Trecho do documento —
= = = = =

Monday, 29 de April de 2024 ISSN 1519-7670 - Ano 24 - nº 1285

Comportamento nota zero

Dois jornalistas divulgaram, sem ordem judicial, o extrato bancário do caseiro Nildo, aquele que desafia o ministro da Fazenda Antonio Palocci. Em termos jornalísticos, tudo bem: a informação é relevante. Se o caseiro levou algum, e logo antes do depoimento, é preciso investigá-lo. Mas, sempre pensando em termos jornalísticos, também é relevante informar quem é que, dentro do governo, tenta desmoralizar o caseiro que enfrenta o ministro, e utiliza seu poder para avanços ilegais contra as garantias individuais de um cidadão. Por que essa informação, da maior importância por revelar abuso de poder, é sonegada ao público?

O funcionário público que tem poder para violar um sigilo bancário é muito mais forte do que um caseiro que ganha 700 reais mensais. Usar o sigilo de fonte para proteger só quem tem poder? E quem efetivamente precisa de proteção, o lado mais fraco, será entregue aos leões-leões? É para isso que nós, jornalistas, temos a faculdade de proteger nossos informantes com o sigilo profissional? E o sigilo bancário, uma garantia constitucional, não merece ser preservado?

Não é a primeira vez que tocamos neste assunto – repórteres que se aliam aos poderosos e lhes prestam serviços em troca de matérias, muitas vezes cometendo crimes em nome da vaidade. Esse tipo de coisa acaba resultando em Escola Base. O leitor, o ouvinte, o telespectador querem boas reportagens, mas não à custa da independência do profissional ou do veículo.

Um grande jornalista, Augusto Nunes, disse certa vez que sempre protegeu a fonte; mas, sempre que se sentiu enganado, entregou-a. Está certo. A fonte é importante, mas informar corretamente é a essência da profissão.



E o caderninho?

Deu no jornal: quando o Supremo Tribunal Federal suspendeu o depoimento do caseiro Francenildo dos Santos Costa, ‘ele deixou a sala sob aplausos de senadores da oposição, de técnicos da comissão e de alguns jornalistas’. Vergonhoso: jornalista não existe para aplaudir ou vaiar, mas para reportar. Em vez de bater palmas, deve usar as mãos para tomar notas que darão substância à sua reportagem. Em vez de vaiar, deve fazer perguntas bem informadas, que gerem esclarecimentos.

O caso Francenildo não é o primeiro em que essas distorções ocorrem. Este colunista viu, logo após a vitória de Tancredo Neves nas eleições indiretas, muitos jornalistas cantando o Hino Nacional. Viu, numa CPI, rodas de jornalistas ouvindo o promotor, enquanto se recusavam a ouvir os advogados de defesa. Repórter reporta. Quem faz parte da torcida é torcedor.



Nossa hora

A Câmara dos Deputados derrubou a obrigatoriedade de divulgar na internet a lista de doadores de campanha. É ruim; seria interessante, para a democracia, saber quem financia a campanha de quem. Mas a imprensa não colabora com isso. Quando uma empresa colabora legalmente, transparentemente, com uma campanha, e seu candidato é eleito, é cobrada o tempo todo do mandato: a cada concorrência que ganha, vem um entrevírgulas: ‘a empresa X, que doou R$ xxx para a campanha de Fulano (…)’. Sempre sobra a impressão de que a concorrência foi fraudada, que houve algum truque, que as cartas estavam marcadas. É melhor, para a imagem da empresa, violar a lei e doar dinheiro de caixa 2: a menos que a manobra ilegal seja descoberta, a pressão jornalística é muito menor.

= = = = =

Como proceder — Substitua "jornalistas" por "repórteres" no trecho da coluna que se inicia com as palavras "E o caderninho?" e se encerra em "torcida é torcedor.", reproduzindo-o integralmente com essa alteração.

= = = = =

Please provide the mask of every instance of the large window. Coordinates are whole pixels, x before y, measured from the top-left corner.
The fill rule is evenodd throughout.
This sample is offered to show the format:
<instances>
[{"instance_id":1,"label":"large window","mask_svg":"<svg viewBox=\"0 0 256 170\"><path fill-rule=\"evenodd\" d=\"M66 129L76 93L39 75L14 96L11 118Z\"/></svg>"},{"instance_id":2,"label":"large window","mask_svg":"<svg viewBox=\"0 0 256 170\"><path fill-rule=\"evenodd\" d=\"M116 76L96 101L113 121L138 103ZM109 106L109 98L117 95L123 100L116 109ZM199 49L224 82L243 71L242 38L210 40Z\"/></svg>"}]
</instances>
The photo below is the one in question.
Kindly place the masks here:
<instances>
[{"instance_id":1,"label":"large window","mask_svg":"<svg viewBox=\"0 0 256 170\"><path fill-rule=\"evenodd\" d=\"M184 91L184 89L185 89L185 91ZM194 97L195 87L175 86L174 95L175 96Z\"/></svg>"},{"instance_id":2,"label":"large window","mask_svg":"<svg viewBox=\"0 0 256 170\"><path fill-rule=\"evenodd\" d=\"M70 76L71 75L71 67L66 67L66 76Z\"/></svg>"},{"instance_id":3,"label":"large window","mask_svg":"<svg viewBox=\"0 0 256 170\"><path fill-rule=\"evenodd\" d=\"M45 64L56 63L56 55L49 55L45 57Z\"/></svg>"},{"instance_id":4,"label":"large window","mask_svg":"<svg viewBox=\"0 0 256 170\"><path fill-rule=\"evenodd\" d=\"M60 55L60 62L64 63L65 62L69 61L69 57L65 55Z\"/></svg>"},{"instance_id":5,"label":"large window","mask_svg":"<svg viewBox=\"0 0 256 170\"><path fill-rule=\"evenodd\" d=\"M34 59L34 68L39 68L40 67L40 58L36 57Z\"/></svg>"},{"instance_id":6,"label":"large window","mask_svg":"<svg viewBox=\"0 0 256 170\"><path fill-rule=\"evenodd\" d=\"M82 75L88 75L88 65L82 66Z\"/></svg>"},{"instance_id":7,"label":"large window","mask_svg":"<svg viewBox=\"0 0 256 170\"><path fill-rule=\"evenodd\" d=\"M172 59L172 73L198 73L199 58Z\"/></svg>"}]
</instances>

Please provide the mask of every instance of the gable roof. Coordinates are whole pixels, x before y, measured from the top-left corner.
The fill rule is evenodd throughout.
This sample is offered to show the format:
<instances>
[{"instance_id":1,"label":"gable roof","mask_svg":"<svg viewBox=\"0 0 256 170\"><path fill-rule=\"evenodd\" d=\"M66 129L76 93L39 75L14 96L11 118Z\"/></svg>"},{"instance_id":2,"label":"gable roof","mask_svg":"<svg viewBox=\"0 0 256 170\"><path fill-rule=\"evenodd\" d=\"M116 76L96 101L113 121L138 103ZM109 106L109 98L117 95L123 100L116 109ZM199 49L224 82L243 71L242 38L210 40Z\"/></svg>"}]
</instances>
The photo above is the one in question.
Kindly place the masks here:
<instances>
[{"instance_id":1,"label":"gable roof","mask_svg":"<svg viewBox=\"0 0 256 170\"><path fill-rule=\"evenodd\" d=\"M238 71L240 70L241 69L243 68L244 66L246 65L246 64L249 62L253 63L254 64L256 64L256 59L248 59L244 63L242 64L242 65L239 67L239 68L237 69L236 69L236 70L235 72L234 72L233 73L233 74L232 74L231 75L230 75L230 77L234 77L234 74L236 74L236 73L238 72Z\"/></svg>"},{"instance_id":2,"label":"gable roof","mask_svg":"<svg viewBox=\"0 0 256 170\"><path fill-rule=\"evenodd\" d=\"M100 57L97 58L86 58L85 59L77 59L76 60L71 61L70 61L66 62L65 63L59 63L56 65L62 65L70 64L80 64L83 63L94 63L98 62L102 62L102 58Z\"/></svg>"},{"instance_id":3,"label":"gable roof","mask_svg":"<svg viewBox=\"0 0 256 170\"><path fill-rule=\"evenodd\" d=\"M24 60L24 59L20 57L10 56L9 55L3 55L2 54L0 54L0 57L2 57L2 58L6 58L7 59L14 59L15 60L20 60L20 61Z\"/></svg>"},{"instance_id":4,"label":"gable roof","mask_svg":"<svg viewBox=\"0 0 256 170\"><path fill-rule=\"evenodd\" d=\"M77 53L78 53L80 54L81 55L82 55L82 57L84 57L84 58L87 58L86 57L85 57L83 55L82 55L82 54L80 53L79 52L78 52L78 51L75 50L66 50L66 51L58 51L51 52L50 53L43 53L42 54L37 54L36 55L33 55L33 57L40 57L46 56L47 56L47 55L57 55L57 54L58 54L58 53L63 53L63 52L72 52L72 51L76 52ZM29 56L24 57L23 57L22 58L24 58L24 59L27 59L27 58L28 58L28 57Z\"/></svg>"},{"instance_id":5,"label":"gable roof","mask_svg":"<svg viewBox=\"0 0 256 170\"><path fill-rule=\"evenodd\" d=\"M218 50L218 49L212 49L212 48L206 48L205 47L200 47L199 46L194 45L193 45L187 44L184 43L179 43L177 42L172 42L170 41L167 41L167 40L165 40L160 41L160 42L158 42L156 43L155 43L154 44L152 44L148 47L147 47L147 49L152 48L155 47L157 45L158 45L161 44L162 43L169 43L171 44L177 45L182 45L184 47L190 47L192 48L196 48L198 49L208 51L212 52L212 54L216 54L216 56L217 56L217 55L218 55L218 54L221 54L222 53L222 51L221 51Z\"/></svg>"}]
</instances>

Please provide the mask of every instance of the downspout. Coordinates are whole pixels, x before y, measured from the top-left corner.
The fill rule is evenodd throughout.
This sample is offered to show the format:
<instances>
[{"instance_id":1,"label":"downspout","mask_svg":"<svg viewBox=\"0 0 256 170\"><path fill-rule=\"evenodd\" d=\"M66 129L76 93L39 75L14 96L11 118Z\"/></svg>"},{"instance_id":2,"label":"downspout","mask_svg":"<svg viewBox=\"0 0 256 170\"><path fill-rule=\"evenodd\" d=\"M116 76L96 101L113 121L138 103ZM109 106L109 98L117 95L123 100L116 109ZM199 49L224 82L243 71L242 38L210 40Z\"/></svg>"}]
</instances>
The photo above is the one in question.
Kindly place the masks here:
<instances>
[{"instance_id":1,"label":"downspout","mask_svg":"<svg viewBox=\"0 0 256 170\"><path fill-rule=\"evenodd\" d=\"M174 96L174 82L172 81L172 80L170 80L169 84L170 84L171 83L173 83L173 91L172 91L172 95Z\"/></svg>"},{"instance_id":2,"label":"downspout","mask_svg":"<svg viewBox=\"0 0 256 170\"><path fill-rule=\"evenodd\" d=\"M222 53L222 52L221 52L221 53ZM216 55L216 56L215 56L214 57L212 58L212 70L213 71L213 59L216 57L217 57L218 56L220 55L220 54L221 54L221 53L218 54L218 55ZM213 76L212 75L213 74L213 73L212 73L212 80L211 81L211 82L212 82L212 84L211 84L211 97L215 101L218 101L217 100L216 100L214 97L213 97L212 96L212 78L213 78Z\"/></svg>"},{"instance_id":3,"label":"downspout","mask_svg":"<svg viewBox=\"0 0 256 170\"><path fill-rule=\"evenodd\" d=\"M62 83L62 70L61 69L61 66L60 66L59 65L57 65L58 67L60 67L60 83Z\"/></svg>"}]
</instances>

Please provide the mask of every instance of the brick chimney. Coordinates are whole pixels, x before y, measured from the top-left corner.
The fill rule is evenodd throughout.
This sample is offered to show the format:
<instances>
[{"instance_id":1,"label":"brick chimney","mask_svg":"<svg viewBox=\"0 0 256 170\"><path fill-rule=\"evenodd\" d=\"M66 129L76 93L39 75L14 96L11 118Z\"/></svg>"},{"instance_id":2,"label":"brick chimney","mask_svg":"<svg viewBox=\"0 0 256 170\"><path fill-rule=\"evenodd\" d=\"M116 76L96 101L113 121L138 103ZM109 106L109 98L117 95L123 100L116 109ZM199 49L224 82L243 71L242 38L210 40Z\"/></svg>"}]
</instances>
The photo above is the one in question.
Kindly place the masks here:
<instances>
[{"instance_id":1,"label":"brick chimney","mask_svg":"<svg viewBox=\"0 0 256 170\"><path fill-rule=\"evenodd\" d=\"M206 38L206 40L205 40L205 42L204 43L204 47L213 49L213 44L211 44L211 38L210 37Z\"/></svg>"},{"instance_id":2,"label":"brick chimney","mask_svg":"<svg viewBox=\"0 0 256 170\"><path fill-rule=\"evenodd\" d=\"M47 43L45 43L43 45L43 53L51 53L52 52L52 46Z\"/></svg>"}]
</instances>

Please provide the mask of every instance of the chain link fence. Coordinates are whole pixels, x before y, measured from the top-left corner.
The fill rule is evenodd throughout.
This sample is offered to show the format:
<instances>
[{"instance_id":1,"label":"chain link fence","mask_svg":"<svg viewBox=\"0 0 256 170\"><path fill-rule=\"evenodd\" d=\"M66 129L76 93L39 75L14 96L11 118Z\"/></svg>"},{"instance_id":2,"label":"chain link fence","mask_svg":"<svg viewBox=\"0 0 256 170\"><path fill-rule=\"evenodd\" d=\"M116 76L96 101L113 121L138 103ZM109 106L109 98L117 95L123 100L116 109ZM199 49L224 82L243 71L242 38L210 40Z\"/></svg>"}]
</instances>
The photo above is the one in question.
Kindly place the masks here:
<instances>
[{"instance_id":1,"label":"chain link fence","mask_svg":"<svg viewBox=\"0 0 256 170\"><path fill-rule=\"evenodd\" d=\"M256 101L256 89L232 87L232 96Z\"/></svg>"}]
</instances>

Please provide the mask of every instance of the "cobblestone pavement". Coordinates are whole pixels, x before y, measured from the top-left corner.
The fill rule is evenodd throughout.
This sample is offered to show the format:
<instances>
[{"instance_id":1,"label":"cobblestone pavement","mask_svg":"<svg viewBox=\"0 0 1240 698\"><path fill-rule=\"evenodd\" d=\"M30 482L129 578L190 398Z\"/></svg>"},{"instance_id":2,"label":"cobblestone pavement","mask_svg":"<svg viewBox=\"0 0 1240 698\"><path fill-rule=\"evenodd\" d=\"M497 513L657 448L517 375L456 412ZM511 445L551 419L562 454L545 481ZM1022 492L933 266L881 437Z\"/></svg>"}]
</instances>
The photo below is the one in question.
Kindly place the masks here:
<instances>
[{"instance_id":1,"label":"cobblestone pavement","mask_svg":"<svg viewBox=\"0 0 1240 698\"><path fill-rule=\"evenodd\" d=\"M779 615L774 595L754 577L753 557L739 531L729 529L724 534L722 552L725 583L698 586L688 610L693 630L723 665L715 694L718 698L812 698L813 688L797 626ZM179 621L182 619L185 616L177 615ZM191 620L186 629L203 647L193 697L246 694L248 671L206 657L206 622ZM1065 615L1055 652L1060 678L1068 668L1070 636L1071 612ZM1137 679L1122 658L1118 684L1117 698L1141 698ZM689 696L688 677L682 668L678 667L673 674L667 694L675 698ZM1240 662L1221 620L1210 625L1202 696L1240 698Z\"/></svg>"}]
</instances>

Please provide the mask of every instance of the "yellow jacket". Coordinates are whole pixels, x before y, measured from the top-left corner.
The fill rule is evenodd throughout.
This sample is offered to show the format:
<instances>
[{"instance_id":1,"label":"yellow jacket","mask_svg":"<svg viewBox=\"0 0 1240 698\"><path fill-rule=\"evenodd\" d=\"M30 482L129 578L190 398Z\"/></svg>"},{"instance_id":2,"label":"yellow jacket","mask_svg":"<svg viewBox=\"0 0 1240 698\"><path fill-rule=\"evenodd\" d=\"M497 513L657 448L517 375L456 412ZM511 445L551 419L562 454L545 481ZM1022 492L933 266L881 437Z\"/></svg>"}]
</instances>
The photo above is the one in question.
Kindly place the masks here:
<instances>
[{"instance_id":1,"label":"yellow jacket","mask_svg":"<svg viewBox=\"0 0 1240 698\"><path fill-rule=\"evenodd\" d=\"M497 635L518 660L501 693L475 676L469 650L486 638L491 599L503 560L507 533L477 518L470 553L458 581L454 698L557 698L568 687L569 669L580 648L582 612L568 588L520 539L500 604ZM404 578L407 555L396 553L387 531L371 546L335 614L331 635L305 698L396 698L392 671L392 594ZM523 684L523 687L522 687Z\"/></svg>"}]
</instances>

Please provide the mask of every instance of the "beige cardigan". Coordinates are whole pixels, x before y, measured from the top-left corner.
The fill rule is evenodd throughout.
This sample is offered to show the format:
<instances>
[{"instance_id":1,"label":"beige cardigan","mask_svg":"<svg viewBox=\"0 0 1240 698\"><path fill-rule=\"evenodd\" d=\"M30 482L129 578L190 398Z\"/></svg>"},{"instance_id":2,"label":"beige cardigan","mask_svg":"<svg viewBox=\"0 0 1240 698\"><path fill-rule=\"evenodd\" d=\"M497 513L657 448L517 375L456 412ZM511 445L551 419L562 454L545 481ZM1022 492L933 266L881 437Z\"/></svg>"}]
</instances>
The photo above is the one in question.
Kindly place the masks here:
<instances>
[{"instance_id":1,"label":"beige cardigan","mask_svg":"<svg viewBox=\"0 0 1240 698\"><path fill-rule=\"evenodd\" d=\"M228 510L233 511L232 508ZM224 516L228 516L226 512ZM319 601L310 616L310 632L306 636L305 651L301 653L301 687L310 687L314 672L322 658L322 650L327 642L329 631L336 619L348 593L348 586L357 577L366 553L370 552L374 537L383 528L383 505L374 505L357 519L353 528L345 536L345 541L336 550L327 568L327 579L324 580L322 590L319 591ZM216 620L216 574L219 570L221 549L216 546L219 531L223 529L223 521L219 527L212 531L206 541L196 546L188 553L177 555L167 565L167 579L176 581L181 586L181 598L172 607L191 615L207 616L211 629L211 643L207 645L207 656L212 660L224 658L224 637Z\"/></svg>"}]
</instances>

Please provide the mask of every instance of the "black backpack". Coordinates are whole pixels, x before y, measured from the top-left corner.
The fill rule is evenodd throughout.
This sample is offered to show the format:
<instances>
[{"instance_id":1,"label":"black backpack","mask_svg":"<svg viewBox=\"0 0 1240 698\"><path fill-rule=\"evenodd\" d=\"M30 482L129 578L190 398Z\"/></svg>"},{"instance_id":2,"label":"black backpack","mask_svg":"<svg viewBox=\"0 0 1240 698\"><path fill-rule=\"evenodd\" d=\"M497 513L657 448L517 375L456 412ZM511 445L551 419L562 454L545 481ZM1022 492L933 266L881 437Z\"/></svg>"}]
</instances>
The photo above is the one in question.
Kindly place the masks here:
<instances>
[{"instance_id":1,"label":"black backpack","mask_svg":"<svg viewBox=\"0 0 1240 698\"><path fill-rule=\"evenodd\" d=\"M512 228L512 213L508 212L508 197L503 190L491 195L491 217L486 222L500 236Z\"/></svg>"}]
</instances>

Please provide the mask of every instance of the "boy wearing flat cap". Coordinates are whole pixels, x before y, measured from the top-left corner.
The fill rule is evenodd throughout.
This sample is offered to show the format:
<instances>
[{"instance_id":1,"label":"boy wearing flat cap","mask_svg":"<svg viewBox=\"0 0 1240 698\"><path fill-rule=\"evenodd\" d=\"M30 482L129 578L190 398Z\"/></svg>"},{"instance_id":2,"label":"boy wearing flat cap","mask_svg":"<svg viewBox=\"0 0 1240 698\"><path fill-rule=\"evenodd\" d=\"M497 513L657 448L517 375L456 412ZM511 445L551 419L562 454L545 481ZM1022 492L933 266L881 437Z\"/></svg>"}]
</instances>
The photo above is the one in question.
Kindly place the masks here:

= = = = =

Solução do problema —
E o caderninho?

Deu no jornal: quando o Supremo Tribunal Federal suspendeu o depoimento do caseiro Francenildo dos Santos Costa, ‘ele deixou a sala sob aplausos de senadores da oposição, de técnicos da comissão e de alguns repórteres’. Vergonhoso: jornalista não existe para aplaudir ou vaiar, mas para reportar. Em vez de bater palmas, deve usar as mãos para tomar notas que darão substância à sua reportagem. Em vez de vaiar, deve fazer perguntas bem informadas, que gerem esclarecimentos.

O caso Francenildo não é o primeiro em que essas distorções ocorrem. Este colunista viu, logo após a vitória de Tancredo Neves nas eleições indiretas, muitos repórteres cantando o Hino Nacional. Viu, numa CPI, rodas de repórteres ouvindo o promotor, enquanto se recusavam a ouvir os advogados de defesa. Repórter reporta. Quem faz parte da torcida é torcedor.